> _やることリスト_:
- 1) 報連相についてのコラムの「そんな声を、管理職やリーダー層の方からよく耳にします。」から「ムーズにする潤滑油なのです。」まで（その部分も含めて）を、「リマインド」を「念押しの連絡」に差し替えて書き直してください。
- 2) データの行について、「doorway? Mark that spot.」を含む行から最後の行まで（両端の行も含めて）を一字一句そのまま書き写してください。

> _ページ抜粋_:
═══

「うちの会社は、どうも報連相がうまくいかんのんよ…」
そんな声を、管理職やリーダー層の方からよく耳にします。
報告・連絡・相談が滞り、気がつけば「もっと早く言ってくれれば…」という事態が繰り返されてしまう。
皆さんの職場でも心当たりはないでしょうか。
報連相には「報告」「連絡」「相談」がありますが、特に現場で悩みが多いのは「報告」と「相談」です。
今回のコラムでは、この二つに焦点をあてて考えてみたいと思いますので、「連絡」については簡単に触れておきたいと思います。
「連絡」は相手の状況を想像した気遣いと配慮がポイントになります。
例えば
・メールの件名は、内容を読まなくてもどんな内容なのかを判断しやすくする
・メールやチャットは「至急」「ご参考まで」などのタグをつけて、受け手が優先度を判断しやすくする
・会議前に抜け漏れ防止のリマインドを送るなど、相手の行動を支えるタイミングで伝える
・すべての人にCCで一撃で送るのではなく、必要な人だけに簡潔に伝える
といった小さな工夫が「連絡の質」を大きく左右します。過不足のないちょうどよい連絡は、組織の動きをスムーズにする潤滑油なのです。
「報告」と「相談」が滞る背景
「報告」や「相談」がスムーズにいかない原因のひとつが、心理的安全性の不足です。特に「悪い報告」や「失敗の相談」は、言い出すこと自体に勇気が要ります。
日常のちょっとした上司の態度も大きく影響します。
例えば、上司がPCに向かって難しい顔をしてばかりいたり、部下が話しかけても画面から目を離さず「そのまま話しんさい。聞いとるけ」と返すだけだったりすると、相談する側は「いま邪魔しているのかも」と感じ、言葉を飲み込んでしまいます。これでは元も子もありません。
また、過去に「失敗やミス」「悪い結果報告」をしたときに、こっぴどく怒られたりしたことがあるとしたら・・・
難しい顔をしていたり、『俺は今機嫌が悪いんじゃ!話しかけてくんなよ~』とピリピリモードの上司に、報告や相談なんてできるはずもありません。

═══

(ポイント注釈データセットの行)
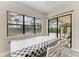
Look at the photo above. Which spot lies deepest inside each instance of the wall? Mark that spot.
(75, 21)
(16, 7)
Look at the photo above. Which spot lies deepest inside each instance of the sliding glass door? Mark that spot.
(52, 27)
(61, 27)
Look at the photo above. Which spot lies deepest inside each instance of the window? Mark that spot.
(15, 24)
(21, 24)
(53, 27)
(29, 25)
(38, 25)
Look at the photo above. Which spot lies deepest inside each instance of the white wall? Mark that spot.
(75, 21)
(16, 7)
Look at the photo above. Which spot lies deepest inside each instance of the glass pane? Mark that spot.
(14, 18)
(29, 25)
(63, 26)
(38, 25)
(53, 27)
(15, 30)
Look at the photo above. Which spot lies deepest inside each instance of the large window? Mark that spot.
(29, 25)
(21, 24)
(15, 24)
(53, 27)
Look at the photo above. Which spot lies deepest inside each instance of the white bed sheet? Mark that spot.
(20, 44)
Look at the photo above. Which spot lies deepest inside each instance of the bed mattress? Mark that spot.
(32, 46)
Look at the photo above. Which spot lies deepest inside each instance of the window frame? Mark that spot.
(23, 30)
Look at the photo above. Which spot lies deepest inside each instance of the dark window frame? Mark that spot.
(23, 22)
(70, 26)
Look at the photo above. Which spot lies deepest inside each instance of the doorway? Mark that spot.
(61, 27)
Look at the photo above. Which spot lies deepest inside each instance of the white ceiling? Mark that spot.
(43, 6)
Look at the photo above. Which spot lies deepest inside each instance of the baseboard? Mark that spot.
(75, 50)
(5, 54)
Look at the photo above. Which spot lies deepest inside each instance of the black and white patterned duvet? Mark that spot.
(37, 50)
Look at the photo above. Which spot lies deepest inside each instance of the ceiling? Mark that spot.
(45, 7)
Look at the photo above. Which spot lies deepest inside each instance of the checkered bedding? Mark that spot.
(37, 50)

═══

> _想定される回答_:
- 1)
そんな声を、管理職やリーダー層の方からよく耳にします。
報告・連絡・相談が滞り、気がつけば「もっと早く言ってくれれば…」という事態が繰り返されてしまう。
皆さんの職場でも心当たりはないでしょうか。
報連相には「報告」「連絡」「相談」がありますが、特に現場で悩みが多いのは「報告」と「相談」です。
今回のコラムでは、この二つに焦点をあてて考えてみたいと思いますので、「連絡」については簡単に触れておきたいと思います。
「連絡」は相手の状況を想像した気遣いと配慮がポイントになります。
例えば
・メールの件名は、内容を読まなくてもどんな内容なのかを判断しやすくする
・メールやチャットは「至急」「ご参考まで」などのタグをつけて、受け手が優先度を判断しやすくする
・会議前に抜け漏れ防止の念押しの連絡を送るなど、相手の行動を支えるタイミングで伝える
・すべての人にCCで一撃で送るのではなく、必要な人だけに簡潔に伝える
といった小さな工夫が「連絡の質」を大きく左右します。過不足のないちょうどよい連絡は、組織の動きをスムーズにする潤滑油なのです。

- 2)
Look at the photo above. Which spot lies deepest inside each instance of the doorway? Mark that spot.
(61, 27)
Look at the photo above. Which spot lies deepest inside each instance of the white ceiling? Mark that spot.
(43, 6)
Look at the photo above. Which spot lies deepest inside each instance of the baseboard? Mark that spot.
(75, 50)
(5, 54)
Look at the photo above. Which spot lies deepest inside each instance of the black and white patterned duvet? Mark that spot.
(37, 50)
Look at the photo above. Which spot lies deepest inside each instance of the ceiling? Mark that spot.
(45, 7)
Look at the photo above. Which spot lies deepest inside each instance of the checkered bedding? Mark that spot.
(37, 50)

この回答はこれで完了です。